* [Exercise details]: Copy out every line of the data below word for word.

* [Listing]:
*-*-*

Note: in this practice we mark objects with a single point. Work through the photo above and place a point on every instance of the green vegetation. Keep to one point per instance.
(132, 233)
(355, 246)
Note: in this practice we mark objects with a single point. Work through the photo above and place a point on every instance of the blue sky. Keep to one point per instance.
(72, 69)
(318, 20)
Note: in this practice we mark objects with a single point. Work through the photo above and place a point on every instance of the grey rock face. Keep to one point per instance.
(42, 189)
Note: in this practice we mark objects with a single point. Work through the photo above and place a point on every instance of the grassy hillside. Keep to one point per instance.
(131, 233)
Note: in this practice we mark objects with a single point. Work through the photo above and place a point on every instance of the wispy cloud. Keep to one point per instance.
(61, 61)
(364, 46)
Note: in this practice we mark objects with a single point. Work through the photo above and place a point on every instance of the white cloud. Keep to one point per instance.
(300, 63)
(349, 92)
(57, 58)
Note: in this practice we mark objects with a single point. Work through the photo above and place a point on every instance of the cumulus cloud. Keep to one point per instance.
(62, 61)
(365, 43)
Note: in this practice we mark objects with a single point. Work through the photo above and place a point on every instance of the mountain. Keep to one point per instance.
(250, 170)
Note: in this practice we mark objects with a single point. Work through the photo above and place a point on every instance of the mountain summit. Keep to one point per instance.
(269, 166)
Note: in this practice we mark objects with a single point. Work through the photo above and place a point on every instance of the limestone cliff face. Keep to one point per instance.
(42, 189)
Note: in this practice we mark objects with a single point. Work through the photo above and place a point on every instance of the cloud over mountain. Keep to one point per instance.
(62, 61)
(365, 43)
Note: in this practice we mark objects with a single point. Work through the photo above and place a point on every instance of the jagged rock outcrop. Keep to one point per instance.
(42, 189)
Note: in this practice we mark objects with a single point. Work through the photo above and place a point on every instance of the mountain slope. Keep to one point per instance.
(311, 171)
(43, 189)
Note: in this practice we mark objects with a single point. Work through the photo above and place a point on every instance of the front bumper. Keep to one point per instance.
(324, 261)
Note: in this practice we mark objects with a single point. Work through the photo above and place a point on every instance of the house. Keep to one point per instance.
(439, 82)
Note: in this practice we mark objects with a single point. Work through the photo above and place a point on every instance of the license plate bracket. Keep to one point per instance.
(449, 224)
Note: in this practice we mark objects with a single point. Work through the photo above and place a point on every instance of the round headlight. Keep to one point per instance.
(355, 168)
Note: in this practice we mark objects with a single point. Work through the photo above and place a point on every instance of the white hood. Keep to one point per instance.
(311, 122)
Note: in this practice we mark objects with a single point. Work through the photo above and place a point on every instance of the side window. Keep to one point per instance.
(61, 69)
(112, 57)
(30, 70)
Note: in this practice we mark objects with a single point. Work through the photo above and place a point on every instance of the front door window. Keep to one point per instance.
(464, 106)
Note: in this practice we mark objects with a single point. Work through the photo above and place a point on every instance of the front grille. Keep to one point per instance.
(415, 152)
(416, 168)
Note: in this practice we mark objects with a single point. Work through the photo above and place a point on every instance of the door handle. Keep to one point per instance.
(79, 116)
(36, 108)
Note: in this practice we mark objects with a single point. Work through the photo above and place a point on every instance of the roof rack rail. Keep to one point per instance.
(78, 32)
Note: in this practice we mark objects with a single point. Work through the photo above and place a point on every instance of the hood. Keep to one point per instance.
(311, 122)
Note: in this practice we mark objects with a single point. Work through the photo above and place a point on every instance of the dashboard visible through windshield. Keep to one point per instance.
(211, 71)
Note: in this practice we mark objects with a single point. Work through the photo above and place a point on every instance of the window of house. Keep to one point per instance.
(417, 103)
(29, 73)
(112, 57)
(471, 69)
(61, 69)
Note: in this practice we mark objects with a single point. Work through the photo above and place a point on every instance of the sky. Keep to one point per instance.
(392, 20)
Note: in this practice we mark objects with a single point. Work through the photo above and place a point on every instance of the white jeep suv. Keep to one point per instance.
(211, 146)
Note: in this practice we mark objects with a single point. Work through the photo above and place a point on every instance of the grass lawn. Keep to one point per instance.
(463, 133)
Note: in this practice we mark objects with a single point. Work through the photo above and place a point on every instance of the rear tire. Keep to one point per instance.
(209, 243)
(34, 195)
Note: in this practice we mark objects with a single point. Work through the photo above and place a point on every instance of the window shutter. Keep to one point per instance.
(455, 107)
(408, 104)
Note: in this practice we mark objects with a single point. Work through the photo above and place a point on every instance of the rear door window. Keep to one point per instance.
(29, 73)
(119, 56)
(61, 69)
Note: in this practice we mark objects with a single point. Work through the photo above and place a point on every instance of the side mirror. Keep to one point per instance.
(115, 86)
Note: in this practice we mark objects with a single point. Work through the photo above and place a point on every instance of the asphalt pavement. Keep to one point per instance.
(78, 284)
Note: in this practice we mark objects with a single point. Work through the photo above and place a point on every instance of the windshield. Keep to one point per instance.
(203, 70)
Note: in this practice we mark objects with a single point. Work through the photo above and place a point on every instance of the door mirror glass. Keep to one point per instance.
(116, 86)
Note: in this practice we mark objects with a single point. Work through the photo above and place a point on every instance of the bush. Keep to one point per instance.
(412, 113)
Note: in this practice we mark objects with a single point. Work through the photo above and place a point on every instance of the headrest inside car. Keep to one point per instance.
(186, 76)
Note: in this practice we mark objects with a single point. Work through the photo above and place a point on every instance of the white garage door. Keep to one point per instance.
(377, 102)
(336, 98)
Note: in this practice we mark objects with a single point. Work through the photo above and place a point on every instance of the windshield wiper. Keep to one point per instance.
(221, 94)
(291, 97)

*-*-*

* [Result of the task]:
Note: in this practice we mark objects with a single point. Work through the photo above and place a point on every instance of the green vegetation. Keep to one point per instance.
(132, 233)
(355, 246)
Note: in this practice we mark objects with a single point. Work through the photo above and place a point on every instance of the blue sky. Keep to one point per instance.
(72, 69)
(318, 20)
Note: in this practice we mark objects with a single point. Work through the photo above and place a point on every instance of the grey rock face. Keep to one point per instance.
(42, 189)
Note: in this practice we mark objects with a single point. Work through the photo above and place a point on every instance of the grassy hillside. Keep to one point per instance.
(131, 233)
Note: in this practice we mark objects with a single point. Work through the photo above and place a point on every instance of the wispy cloud. Keep to one point per instance.
(61, 61)
(364, 46)
Note: in this practice we mark objects with a single point. Work through the photo above and place a point on every instance of the white cloud. Keep to one point per instance.
(300, 63)
(349, 92)
(57, 58)
Note: in this practice we mark objects with a single point. Work through the photo above and place a point on every instance of the cumulus cloud. Keep to one point per instance.
(62, 61)
(365, 43)
Note: in this practice we mark objects with a single point. Work through the photo above and place a point on every instance of the mountain. Keep to one point per instance.
(250, 170)
Note: in this practice we mark objects with a single point. Work through the photo above and place a point on every instance of the mountain summit. Keep to one point per instance.
(269, 166)
Note: in this practice we mark objects with a single point. Work through the photo above and place a point on every instance of the limestone cliff face. Keep to one point per instance.
(42, 189)
Note: in this practice we mark objects with a single point. Work through the photo above and place a point on every instance of the cloud over mountain. Keep to one point per instance.
(62, 61)
(365, 43)
Note: in this practice we mark objects with a single point. Work through the photo above and place a point on every instance of the jagged rock outcrop. Keep to one point per instance.
(42, 189)
Note: in this practice we mark objects with a single point. Work through the photo above and place a point on every instance of the mountain slope. Keep to one point per instance.
(311, 171)
(43, 189)
Note: in this practice we mark objects with a single point. Work through the photo above and place a point on every instance of the front bumper. Keep to one point per instance.
(324, 261)
Note: in this practice we mark objects with a single point. Work through the photo above and place a point on every instance of the house. Keep to one point per instance.
(439, 82)
Note: in this practice we mark objects with a single point. Work through the photo above and place a point on every instance of the license plate bracket. Keep to one point per instance.
(449, 224)
Note: in this practice we mark objects with a single point. Work through the photo above and place a point on every instance of the round headlight. Keep to one point per instance.
(355, 168)
Note: in this practice we mark objects with a single point. Work through the photo above and place a point on every instance of the white hood. Keep to one point per instance.
(311, 122)
Note: in this practice we mark objects with a single point. Work through the photo above and place a point on every instance of the side window. Keep to one point per instance.
(61, 69)
(112, 57)
(30, 70)
Note: in this practice we mark objects with a single point. Work through the photo above and place a point on every instance of the front door window. Keep to one point per instance.
(464, 106)
Note: in this practice we mark objects with a single point. Work through the photo above and place a point on every instance of the front grille. Keep to one point per instance.
(415, 152)
(416, 168)
Note: in this practice we mark objects with a single point. Work through the photo above and place a point on every instance of the door handle. Keep to one point per instance.
(79, 116)
(36, 108)
Note: in this practice we mark objects with a single point. Work through the photo above and place a point on every instance of the roof rack rail. Keep to one point per instance.
(78, 32)
Note: in this practice we mark objects with a single point. Work through the photo above and place a point on every instance of the hood. Keep to one point per instance.
(311, 122)
Note: in this practice we mark objects with a single point. Work through the photo above and place a point on every instance of the dashboard visible through windshield. Keep to one point per instance.
(211, 71)
Note: in this practice we mark objects with a single point. Work through the photo above and place a point on every instance of the window of house. Keep to one point per instance.
(417, 103)
(29, 73)
(112, 57)
(471, 69)
(61, 69)
Note: in this practice we mark objects with a single point. Work through the photo above and place a point on every instance of the sky. Keep to one point per instance.
(392, 20)
Note: in this practice we mark objects with a single point. Work through the photo above and place a point on every instance of the white jeep suv. Keep to one point per instance.
(211, 146)
Note: in this practice we mark objects with a single point. Work through the photo above and place a point on every instance of the grass lawn. Keep to one point per instance.
(463, 133)
Note: in this practice we mark objects with a single point. Work through the photo above and place a point on every instance of the rear tire. Keep to one point per instance.
(209, 243)
(34, 195)
Note: in this practice we mark objects with a single point. Work through the photo above and place a point on every instance of the window shutter. Keep to one point per instance.
(455, 107)
(408, 104)
Note: in this practice we mark objects with a single point. Work through the photo above and place a point on every instance of the rear door window. Keep to one point per instance.
(29, 73)
(119, 56)
(61, 69)
Note: in this practice we mark objects with a single point. Work through the photo above and place a point on every instance of the side mirror. Keep to one point per instance.
(115, 86)
Note: in this practice we mark objects with a single point. Work through the photo above and place a point on every instance of the asphalt pavement. Keep to one point per instance.
(78, 284)
Note: in this practice we mark objects with a single point. Work through the photo above and place a point on every instance of the windshield. Keep to one point per instance.
(203, 70)
Note: in this practice we mark objects with a single point. Work through the photo above and place a point on every instance of the door mirror glass. Keep to one point per instance.
(116, 86)
Note: in this practice we mark objects with a single point. Work through the photo above and place a point on every instance of the bush. Keep to one point per instance.
(412, 113)
Note: in this practice we mark objects with a single point. Work through the photo above and place a point on every instance of the headrest inside car. Keep to one point per instance.
(186, 76)
Note: in this practice we mark objects with a single point. Work through the photo above and place a point on every instance of the white garage door. Keep to one point per instance.
(377, 102)
(336, 98)
Note: in this practice we mark objects with a single point. Work through the photo above and place a point on every instance of the windshield wiper. Keep to one point per instance.
(221, 94)
(291, 97)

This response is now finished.